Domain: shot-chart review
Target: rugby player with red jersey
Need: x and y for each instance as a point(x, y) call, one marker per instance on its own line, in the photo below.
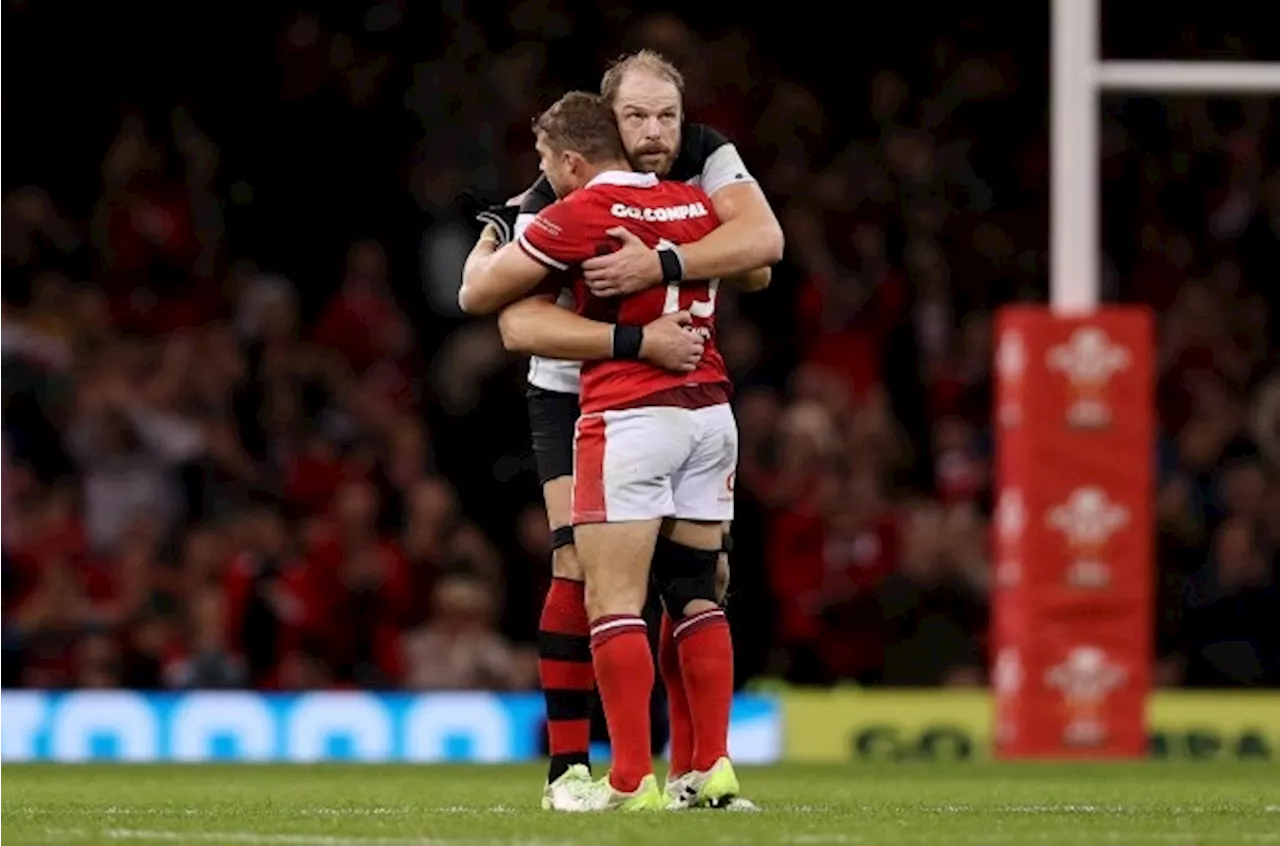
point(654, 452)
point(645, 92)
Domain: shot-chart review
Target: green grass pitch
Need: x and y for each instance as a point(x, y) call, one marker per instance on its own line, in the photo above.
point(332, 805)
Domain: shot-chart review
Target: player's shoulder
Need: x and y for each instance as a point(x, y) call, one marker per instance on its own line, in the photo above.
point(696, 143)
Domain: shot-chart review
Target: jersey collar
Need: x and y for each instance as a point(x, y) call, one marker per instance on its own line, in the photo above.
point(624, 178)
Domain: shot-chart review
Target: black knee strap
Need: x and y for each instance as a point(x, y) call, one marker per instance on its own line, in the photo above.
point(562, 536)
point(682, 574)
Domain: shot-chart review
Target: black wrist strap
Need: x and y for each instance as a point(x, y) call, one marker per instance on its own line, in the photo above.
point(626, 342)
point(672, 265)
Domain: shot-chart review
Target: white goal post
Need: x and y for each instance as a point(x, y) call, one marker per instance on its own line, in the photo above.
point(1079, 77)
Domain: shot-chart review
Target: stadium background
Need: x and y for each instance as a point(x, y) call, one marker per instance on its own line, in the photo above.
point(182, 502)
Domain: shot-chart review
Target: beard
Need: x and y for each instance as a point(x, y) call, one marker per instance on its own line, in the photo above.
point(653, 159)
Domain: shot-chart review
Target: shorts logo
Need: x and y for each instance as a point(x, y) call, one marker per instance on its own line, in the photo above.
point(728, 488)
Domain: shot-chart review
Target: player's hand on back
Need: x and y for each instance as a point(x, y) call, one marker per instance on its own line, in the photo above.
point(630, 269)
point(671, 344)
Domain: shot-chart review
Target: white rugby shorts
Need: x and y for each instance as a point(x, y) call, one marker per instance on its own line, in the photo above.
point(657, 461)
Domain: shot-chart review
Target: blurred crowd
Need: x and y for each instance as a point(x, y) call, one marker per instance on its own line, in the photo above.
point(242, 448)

========================

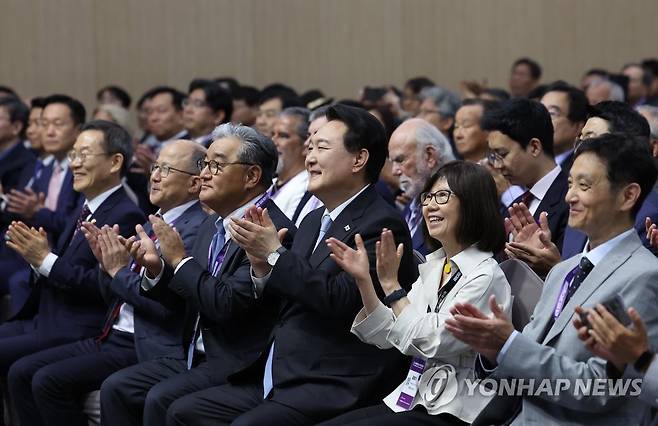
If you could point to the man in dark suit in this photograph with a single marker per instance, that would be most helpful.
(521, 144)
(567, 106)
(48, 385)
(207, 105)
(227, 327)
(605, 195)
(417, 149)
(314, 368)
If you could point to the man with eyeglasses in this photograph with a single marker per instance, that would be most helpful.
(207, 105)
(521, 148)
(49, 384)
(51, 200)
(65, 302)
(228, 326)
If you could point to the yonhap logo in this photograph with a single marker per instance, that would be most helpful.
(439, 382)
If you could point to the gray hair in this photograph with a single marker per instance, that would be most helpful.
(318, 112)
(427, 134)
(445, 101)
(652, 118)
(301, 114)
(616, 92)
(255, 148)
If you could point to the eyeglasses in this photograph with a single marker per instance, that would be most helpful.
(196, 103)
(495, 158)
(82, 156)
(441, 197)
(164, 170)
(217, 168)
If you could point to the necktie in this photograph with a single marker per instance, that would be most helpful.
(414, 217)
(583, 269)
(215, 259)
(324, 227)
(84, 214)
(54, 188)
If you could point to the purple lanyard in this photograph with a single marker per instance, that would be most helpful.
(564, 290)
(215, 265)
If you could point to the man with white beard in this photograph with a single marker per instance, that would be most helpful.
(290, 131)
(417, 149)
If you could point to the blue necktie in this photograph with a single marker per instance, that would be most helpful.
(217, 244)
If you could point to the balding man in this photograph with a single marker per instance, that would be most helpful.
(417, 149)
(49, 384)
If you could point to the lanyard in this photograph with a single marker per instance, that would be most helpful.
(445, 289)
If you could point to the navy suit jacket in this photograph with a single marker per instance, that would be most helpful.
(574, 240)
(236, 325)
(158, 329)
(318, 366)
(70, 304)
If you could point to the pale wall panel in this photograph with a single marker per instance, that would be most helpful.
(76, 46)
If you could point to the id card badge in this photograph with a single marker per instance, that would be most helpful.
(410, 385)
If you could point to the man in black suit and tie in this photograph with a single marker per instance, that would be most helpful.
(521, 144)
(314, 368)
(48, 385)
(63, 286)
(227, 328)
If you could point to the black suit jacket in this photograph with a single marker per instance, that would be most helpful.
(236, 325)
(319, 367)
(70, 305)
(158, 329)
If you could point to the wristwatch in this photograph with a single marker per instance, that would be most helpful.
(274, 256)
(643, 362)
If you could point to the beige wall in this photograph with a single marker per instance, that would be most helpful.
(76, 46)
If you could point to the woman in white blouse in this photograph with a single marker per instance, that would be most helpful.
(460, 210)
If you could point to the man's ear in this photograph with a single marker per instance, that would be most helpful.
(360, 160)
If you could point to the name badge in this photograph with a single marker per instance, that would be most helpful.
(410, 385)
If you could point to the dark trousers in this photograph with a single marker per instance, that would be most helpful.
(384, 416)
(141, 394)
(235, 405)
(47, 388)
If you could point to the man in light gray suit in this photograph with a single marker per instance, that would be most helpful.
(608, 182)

========================

Task to complete: Collect every line above that contains the word "jacket", with case counting.

Solution for this task:
If you could point to the navy suit jacket in this photograph with a single marker per instance, that would be most helpful.
If you could point to the black suit jacket in this photograph with a single marker per instance, that would be most helpful.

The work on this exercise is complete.